■ What you will do
Find "M 38 210 L 155 283 L 89 146 Z" in the material, then return exactly the line containing it and all lines after it to the end, leaving out pictures.

■ Data shown
+-------+
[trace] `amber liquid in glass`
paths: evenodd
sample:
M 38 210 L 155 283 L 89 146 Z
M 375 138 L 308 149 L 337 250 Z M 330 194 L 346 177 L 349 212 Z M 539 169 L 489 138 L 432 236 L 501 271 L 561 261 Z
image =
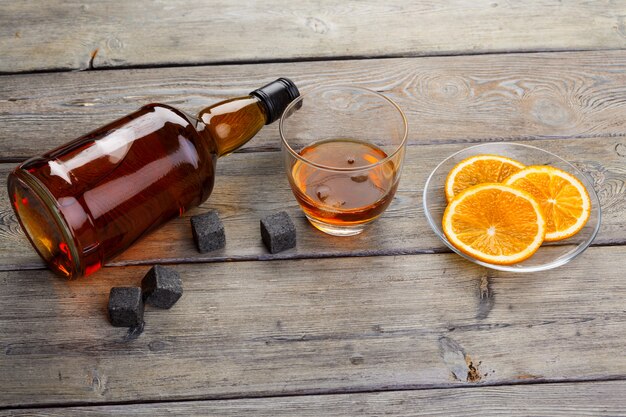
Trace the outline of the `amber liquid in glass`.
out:
M 381 215 L 391 203 L 398 186 L 397 167 L 392 161 L 371 167 L 387 158 L 375 145 L 333 139 L 313 143 L 299 154 L 333 168 L 326 170 L 300 160 L 293 165 L 289 180 L 308 217 L 341 226 L 361 224 Z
+-------+
■ Solution to this exercise
M 38 210 L 155 283 L 89 146 Z
M 375 138 L 308 149 L 337 250 Z M 330 194 L 346 177 L 349 212 Z M 539 169 L 489 138 L 432 236 L 501 271 L 561 261 Z
image =
Trace the outline of the `amber liquid in glass`.
out:
M 381 215 L 391 203 L 398 186 L 397 167 L 392 161 L 371 167 L 387 158 L 375 145 L 333 139 L 313 143 L 299 154 L 333 168 L 326 170 L 300 160 L 293 165 L 289 180 L 308 217 L 341 226 L 361 224 Z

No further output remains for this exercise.